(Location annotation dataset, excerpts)
* Start *

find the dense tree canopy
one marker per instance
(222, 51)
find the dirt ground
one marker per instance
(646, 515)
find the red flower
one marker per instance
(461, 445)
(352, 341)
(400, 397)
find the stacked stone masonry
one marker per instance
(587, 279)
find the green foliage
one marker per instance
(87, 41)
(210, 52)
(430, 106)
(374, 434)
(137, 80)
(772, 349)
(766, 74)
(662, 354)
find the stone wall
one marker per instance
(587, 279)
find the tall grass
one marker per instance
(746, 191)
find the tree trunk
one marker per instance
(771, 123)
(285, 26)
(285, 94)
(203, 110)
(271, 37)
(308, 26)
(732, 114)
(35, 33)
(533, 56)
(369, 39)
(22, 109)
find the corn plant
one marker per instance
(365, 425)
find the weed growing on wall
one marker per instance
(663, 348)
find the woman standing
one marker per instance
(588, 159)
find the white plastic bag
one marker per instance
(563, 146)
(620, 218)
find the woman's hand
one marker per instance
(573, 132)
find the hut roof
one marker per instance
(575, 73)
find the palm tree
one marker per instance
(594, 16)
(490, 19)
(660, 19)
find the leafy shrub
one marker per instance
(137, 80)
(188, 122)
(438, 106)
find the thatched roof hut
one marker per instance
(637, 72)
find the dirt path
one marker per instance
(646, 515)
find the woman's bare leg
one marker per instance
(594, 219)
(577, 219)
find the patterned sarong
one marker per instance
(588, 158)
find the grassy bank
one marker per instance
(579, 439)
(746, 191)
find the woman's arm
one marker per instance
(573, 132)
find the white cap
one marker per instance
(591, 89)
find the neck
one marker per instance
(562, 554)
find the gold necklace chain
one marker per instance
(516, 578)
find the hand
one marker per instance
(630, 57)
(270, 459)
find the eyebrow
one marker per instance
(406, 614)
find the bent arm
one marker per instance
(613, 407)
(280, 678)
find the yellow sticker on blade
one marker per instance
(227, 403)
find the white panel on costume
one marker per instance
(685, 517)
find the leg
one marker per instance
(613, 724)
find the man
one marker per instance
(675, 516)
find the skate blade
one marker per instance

* End *

- WHAT NEEDS TO BE DONE
Return everything from the line containing "find the white panel on costume" down to the end of the material, unchanged.

- TASK RESULT
find the white panel on costume
one marker per instance
(685, 517)
find the leg
one marker per instance
(613, 724)
find the man
one marker per instance
(675, 516)
find the skate blade
one marker per instance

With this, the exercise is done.